━━━━━ Data supplied
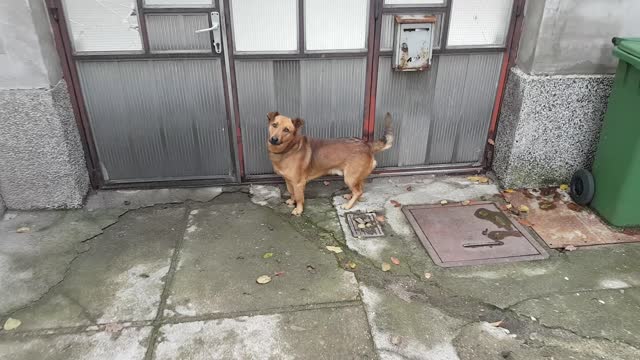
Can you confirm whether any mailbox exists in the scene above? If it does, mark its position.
[392,15,437,71]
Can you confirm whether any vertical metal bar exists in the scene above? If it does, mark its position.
[364,0,384,140]
[298,0,306,54]
[136,0,151,54]
[220,0,246,181]
[47,0,104,189]
[482,0,526,168]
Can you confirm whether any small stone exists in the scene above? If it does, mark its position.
[3,318,22,331]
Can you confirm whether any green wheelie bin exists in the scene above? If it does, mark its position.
[570,38,640,227]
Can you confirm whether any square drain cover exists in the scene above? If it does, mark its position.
[402,202,549,267]
[347,213,384,238]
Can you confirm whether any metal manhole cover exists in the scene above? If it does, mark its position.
[347,213,384,238]
[402,202,549,267]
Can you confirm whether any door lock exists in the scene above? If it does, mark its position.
[196,11,222,54]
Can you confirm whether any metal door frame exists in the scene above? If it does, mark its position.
[45,0,526,189]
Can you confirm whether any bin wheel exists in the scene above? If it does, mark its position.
[569,169,596,205]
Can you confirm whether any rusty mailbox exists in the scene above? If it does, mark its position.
[392,15,436,71]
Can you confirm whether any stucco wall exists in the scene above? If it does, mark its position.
[518,0,640,75]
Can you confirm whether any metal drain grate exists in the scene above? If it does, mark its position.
[347,213,384,238]
[402,202,549,267]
━━━━━━━━━━
= What you will do =
Rewrite the items above as a two-column CSV with the headers text and answer, one row per item. Put each item's text and its answer in their own quoted fields, replace line breaks with spaces, and omit the pictures.

= Written answer =
text,answer
"Can you confirm whether any mailbox exists in the scene above? If it does, mark its position.","[392,15,437,71]"
"Can you confirm whether any vertical metal bar exists in the scene above? If it does, mark its position.","[364,0,384,140] [298,0,306,54] [136,0,151,54] [220,0,246,181] [47,0,104,189] [482,0,526,168]"
"Can you confirm whether any small stone exists in the scene above? If it does, mark its position.","[3,318,22,331]"
"Can you confirm whether any green wheelie bin exists in the scene above? If it does, mark its position.","[570,38,640,227]"
"Can you confirm whether any square drain cover exists in the scene above? If it does, mark its position.","[402,202,549,267] [347,213,384,238]"
"Can you confirm whether any metal manhole cover exists in the scene above? If it does, mark its position.","[347,213,384,238] [402,202,549,267]"
"Can you confirm whether any door lock exists in the scene above? If it does, mark its position.","[196,11,222,54]"
"Can you confirm whether any metal door frame exists in the scene above? If it does, mark its position.","[45,0,526,189]"
"Can you confirm whether any bin wheel exists in the scene above? If it does, mark its position.","[569,169,596,205]"
"Can you confirm whether any rusty mailbox exists in the scene above? If it does, mark its position.","[392,15,436,71]"
"Can you confirm whether any stucco wall exists in the scene above? If it does, mark its position.","[518,0,640,75]"
"Can you confirm whether any metal drain grate exists in the scene above? If it does, mark its position.","[347,213,384,238] [402,202,549,267]"